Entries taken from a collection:
╔══
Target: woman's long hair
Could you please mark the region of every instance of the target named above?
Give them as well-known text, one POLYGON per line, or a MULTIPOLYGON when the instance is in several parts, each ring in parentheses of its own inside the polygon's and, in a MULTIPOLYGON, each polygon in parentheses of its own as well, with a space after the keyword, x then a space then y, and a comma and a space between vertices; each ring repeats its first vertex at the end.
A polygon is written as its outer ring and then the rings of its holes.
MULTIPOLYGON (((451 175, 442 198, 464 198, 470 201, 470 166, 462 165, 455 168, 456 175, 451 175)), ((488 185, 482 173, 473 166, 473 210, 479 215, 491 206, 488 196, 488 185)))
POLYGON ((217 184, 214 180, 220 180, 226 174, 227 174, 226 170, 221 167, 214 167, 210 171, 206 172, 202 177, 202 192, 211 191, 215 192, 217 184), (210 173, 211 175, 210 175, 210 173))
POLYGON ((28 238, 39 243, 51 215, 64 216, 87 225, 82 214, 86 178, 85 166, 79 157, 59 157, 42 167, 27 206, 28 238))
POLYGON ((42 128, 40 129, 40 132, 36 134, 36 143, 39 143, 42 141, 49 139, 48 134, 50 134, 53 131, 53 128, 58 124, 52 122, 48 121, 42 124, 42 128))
╚══
**THE TASK:**
Reproduce the full listing exactly.

**RESPONSE:**
Target: woman's long hair
Could you please mark the region of every instance of the target named above?
Give them as well-known text, one POLYGON per line, or a MULTIPOLYGON when the instance is in several parts, each ring in parentheses of its own inside the polygon's and, in a MULTIPOLYGON, each polygon in parentheses of its own as well, with a space after the keyword, x then a space then y, and a comma and a space between vertices; each ring repeats its first vertex at the end.
A polygon is written as its outer ring and then the rings of its holes.
MULTIPOLYGON (((451 175, 442 198, 464 198, 470 201, 470 166, 462 165, 455 168, 456 175, 451 175)), ((488 185, 482 173, 473 166, 473 210, 479 215, 491 206, 488 196, 488 185)))
POLYGON ((217 184, 214 180, 220 180, 226 174, 227 174, 226 170, 221 167, 214 167, 210 171, 206 172, 202 177, 202 192, 211 191, 215 192, 217 184), (210 173, 211 175, 210 175, 210 173))
POLYGON ((28 238, 39 243, 51 215, 64 216, 87 225, 82 214, 86 178, 85 166, 79 157, 59 157, 42 167, 27 206, 28 238))
POLYGON ((42 128, 40 129, 40 132, 36 134, 36 143, 39 143, 42 141, 49 139, 48 134, 50 134, 53 131, 53 128, 58 124, 52 122, 48 121, 42 124, 42 128))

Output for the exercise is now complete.